START MATERIAL FOR THE TASK

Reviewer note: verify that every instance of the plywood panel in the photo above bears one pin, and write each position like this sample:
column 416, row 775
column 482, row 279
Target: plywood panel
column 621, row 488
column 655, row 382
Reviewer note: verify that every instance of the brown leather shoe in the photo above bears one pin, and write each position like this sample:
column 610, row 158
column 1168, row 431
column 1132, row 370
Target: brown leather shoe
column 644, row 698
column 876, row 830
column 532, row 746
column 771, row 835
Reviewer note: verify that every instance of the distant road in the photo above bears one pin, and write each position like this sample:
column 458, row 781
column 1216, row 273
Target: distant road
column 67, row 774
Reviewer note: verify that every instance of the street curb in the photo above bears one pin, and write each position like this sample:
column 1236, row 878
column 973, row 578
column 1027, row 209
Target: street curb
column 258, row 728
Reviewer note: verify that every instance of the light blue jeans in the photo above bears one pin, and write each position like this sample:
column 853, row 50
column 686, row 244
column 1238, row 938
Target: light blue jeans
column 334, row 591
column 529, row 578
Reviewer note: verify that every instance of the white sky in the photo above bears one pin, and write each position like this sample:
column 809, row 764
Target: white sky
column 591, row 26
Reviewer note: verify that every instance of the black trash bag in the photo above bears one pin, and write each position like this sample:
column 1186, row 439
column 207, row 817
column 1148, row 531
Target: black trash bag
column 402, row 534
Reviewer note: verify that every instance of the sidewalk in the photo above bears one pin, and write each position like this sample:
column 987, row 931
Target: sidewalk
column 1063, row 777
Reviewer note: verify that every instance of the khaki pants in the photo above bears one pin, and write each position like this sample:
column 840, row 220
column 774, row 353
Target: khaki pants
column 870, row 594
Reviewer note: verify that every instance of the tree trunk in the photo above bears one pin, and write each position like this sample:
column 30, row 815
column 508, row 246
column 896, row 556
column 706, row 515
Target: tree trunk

END MATERIAL FOR THE TASK

### AIM OF THE TASK
Set down every one of the lines above again, word for word and in the same order.

### THE SOLUTION
Reviewer note: verify that every instance of the plywood panel in the photo above bears one pin, and write each position like this sample:
column 416, row 775
column 482, row 279
Target: plywood panel
column 621, row 488
column 655, row 382
Reviewer note: verify that every instance of the brown leather shoe in the photo above bears one pin, and write each position like this sample:
column 610, row 158
column 1168, row 431
column 1132, row 370
Target: brown leather shoe
column 644, row 698
column 876, row 830
column 532, row 746
column 771, row 835
Reviewer note: verify that every instance of the distant road in the photo above bears one pin, and write each position like this sample:
column 458, row 781
column 1216, row 273
Target: distant road
column 67, row 774
Reviewer note: verify that every instance of the street curb in the photo above bears one pin, and write each position like this sample:
column 1236, row 878
column 973, row 578
column 1027, row 209
Target: street curb
column 258, row 728
Reviewer note: verify that every instance of the light blue jeans in the photo above bears one pin, and write each position like this sample:
column 853, row 50
column 686, row 244
column 1238, row 938
Target: light blue jeans
column 334, row 591
column 529, row 578
Reviewer note: verify that every instance of the white sky in the photo above bears one pin, and write each position like this sample:
column 809, row 764
Target: white sky
column 591, row 26
Reviewer note: verify that every instance of the black trash bag in the photo above bears one pin, and write each position like this sample:
column 1186, row 439
column 207, row 817
column 1148, row 531
Target: black trash bag
column 402, row 534
Reviewer note: verify that every instance of the sidewalk in the photo above bears one pin, and write each position like this sample:
column 987, row 931
Target: sidewalk
column 1063, row 777
Reviewer note: verify that every instance of the khaki pants in the photo above bears one pin, and write each position like this sample:
column 840, row 220
column 774, row 353
Target: khaki pants
column 870, row 594
Reviewer note: verify that every instance of the tree trunk in the photo above bears one pin, and write each position like this sample:
column 30, row 815
column 508, row 246
column 896, row 556
column 706, row 515
Target: tree trunk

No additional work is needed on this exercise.